» WHAT THE TASK REQUIRES: Reproduce, word for word, the lines of the material from the one containing "Could you kindly annotate the bird's" through the final line, with both ends included.
--- begin ---
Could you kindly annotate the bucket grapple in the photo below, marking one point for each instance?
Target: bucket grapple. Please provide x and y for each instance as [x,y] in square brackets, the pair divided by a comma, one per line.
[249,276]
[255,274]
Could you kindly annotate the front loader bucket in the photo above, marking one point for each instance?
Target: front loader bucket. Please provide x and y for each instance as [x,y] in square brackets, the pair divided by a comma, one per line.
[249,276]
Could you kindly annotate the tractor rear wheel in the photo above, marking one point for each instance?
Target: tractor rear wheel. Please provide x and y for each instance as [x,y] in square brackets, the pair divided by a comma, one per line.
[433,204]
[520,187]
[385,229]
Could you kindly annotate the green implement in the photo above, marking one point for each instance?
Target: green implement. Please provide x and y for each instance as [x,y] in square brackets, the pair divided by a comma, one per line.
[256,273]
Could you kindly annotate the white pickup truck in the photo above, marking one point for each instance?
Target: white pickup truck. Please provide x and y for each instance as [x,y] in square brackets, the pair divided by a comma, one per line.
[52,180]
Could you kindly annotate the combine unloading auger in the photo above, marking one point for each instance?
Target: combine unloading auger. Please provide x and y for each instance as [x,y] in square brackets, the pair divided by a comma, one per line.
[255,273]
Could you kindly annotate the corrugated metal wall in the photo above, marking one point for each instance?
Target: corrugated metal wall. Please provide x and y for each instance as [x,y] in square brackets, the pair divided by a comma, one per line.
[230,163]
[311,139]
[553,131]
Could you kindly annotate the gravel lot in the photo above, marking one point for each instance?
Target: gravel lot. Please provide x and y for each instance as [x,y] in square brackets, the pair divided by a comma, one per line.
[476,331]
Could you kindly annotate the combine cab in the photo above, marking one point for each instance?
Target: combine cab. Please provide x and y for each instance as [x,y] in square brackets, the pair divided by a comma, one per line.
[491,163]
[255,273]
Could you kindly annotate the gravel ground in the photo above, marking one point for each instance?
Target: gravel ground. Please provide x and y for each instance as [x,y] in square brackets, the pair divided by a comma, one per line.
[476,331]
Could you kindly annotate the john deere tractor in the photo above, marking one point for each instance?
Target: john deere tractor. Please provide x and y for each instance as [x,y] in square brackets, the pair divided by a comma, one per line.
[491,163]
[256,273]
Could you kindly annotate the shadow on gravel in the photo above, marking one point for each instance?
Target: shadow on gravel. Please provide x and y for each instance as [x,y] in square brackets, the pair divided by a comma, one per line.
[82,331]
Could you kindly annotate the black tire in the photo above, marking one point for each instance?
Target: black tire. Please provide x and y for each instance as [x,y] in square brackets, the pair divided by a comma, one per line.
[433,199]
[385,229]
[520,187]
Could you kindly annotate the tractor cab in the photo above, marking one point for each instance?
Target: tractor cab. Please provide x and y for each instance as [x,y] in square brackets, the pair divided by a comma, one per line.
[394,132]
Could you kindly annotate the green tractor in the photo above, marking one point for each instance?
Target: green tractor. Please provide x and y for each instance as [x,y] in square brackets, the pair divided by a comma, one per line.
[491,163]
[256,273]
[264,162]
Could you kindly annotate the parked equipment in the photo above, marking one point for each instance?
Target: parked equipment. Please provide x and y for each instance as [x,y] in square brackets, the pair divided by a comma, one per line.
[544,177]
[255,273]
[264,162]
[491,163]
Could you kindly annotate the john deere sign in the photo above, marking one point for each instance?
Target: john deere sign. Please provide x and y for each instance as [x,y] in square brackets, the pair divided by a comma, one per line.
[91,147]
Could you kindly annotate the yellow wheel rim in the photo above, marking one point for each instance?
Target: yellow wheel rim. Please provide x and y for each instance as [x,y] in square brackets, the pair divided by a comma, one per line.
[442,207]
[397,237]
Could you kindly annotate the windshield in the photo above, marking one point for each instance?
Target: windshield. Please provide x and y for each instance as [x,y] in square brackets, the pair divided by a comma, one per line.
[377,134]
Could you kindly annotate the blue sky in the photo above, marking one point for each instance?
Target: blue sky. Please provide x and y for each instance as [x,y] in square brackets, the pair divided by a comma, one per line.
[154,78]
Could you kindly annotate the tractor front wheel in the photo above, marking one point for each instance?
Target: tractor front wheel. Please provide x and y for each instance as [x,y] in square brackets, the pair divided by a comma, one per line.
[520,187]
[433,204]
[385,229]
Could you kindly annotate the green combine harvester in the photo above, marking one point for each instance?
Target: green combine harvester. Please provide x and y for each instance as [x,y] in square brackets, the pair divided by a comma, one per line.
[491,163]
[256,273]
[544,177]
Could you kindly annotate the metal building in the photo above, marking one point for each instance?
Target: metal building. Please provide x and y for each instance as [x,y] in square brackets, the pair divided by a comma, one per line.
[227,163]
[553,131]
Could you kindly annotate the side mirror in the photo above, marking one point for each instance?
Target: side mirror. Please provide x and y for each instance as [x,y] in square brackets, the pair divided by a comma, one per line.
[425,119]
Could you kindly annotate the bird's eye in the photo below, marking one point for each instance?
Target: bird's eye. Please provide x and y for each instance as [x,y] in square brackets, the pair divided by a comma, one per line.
--- end ---
» FINAL RESULT:
Could you kindly annotate the bird's eye in the photo below, marking one point for each instance?
Target: bird's eye. Please provide x and y for each instance as [x,y] in square brackets, the pair divided by a comma, one per line.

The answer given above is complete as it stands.